§ Exercise passage
A few more tidbits from yesterday's Alberta election:
- The NDP is officially a political non-entity outside of Edmonton - they came 5th, behind the Greens and the Alliance, in numerous ridings.
- The Alberta Separation Party garnered a whopping zero-point-something of the popular vote. OK, so maybe we're not THAT disenchanted with the federation.
- Cosh's post-election post on his website is titled "Fight to the Death". Why is this amusing? This is why:
The Progressive Conservatives have won their tenth consecutive majority government in Alberta tonight. They came in here the same year I did, and I suppose it's time to start wondering which of us will last longer...
Indeed. I would also observe that Ralph Klein's personal string of election successes began the same month the Calgary Flames played their first game. With the exception of a 3-year stint as a mere provincial cabinet minister, he has spent the entire 24+ years as a head of government. You can listen to his CBC Radio commentary here.

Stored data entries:
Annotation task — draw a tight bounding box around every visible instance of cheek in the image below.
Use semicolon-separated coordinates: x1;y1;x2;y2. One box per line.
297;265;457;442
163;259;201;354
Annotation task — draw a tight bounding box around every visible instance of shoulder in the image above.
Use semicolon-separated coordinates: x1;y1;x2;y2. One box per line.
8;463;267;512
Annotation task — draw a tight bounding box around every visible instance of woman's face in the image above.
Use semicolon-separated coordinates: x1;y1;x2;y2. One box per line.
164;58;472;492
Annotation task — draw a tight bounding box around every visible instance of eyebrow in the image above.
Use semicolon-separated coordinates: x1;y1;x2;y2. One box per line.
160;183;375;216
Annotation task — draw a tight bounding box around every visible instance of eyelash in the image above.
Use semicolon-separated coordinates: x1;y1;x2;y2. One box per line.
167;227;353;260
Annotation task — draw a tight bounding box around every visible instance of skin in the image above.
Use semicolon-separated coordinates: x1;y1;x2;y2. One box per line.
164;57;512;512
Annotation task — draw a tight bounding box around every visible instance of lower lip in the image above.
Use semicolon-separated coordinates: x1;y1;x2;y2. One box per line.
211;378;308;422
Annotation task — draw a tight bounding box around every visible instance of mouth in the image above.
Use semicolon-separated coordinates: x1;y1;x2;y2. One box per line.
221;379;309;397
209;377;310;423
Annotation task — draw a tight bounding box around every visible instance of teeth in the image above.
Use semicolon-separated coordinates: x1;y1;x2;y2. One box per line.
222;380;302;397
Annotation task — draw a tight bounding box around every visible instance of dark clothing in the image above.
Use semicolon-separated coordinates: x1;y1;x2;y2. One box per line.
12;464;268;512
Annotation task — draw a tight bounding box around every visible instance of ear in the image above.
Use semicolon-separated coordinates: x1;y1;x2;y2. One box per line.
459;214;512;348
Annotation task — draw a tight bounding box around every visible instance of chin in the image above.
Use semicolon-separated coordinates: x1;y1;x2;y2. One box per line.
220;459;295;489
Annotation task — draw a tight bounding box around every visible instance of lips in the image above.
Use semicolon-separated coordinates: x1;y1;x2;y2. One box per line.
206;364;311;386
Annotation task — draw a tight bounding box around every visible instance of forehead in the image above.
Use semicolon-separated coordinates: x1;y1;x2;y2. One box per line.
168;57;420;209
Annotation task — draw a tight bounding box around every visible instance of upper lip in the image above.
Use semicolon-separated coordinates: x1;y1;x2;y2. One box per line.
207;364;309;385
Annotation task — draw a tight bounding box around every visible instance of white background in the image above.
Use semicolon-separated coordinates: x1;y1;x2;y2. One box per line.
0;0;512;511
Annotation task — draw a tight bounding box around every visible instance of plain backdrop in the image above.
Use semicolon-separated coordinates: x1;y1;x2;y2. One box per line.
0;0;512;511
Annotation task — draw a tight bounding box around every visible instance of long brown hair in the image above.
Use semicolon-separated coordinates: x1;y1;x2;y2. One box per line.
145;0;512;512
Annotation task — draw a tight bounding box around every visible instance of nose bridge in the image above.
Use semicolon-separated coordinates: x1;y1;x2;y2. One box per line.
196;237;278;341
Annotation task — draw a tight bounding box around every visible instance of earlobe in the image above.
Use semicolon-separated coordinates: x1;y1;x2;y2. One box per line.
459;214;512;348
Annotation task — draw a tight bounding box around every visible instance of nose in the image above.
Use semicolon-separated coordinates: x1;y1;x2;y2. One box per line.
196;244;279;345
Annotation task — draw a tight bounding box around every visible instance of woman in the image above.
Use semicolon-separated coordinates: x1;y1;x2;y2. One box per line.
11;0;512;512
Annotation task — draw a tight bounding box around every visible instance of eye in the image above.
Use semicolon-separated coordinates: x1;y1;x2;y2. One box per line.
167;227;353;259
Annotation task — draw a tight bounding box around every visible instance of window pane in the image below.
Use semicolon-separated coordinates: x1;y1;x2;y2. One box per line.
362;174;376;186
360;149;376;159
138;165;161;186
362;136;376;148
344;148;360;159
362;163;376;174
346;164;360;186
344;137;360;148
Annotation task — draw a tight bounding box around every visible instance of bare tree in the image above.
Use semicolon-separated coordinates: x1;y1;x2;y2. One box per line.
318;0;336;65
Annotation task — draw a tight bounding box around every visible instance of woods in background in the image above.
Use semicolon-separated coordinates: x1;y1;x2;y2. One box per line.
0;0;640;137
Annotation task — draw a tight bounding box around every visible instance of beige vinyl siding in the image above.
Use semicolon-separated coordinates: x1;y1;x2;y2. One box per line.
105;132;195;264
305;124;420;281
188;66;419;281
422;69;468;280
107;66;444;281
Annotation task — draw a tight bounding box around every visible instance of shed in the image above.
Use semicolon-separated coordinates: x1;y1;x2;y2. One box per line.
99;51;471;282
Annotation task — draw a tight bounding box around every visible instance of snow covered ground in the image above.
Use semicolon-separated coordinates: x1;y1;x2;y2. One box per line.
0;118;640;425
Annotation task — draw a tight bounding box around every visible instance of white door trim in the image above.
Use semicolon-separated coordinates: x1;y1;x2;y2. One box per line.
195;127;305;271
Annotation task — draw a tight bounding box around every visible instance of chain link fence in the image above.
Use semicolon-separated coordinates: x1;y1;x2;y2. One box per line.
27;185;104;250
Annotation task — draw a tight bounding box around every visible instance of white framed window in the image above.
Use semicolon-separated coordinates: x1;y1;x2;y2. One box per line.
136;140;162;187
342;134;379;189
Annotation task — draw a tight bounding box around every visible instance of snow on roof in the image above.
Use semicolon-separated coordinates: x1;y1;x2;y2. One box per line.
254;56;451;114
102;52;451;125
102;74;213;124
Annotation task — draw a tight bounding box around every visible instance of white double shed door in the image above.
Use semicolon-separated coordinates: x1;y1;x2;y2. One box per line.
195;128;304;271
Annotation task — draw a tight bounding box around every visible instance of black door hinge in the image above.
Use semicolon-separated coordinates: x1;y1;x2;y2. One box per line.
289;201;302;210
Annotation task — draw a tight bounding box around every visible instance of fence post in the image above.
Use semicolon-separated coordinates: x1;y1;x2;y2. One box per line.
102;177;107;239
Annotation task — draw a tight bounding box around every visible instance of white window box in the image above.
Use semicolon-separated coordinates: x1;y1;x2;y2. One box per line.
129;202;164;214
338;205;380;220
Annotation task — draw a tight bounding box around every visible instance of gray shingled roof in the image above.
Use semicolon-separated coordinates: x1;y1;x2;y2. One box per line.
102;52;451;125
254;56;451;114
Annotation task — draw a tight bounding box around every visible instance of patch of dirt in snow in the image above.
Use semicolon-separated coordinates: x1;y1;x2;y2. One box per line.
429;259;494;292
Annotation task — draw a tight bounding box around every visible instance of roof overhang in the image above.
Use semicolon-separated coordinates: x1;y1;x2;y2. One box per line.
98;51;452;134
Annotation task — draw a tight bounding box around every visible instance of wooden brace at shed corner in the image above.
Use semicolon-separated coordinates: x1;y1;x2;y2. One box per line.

§ List of tasks
a - Write out the part of the Alberta election post starting at "- The Alberta" and ending at "with the federation.".
b - Answer these from the Alberta election post:
(i) In numerous ridings, what place did the NDP finish in?
(ii) What is the title of Cosh's post-election post?
(iii) Ralph Klein's string of election successes began the same month as what event?

§ Answers for the exercise
a -
- The Alberta Separation Party garnered a whopping zero-point-something of the popular vote. OK, so maybe we're not THAT disenchanted with the federation.

b -
(i) 5th, behind the Greens and the Alliance
(ii) "Fight to the Death"
(iii) The Calgary Flames playing their first game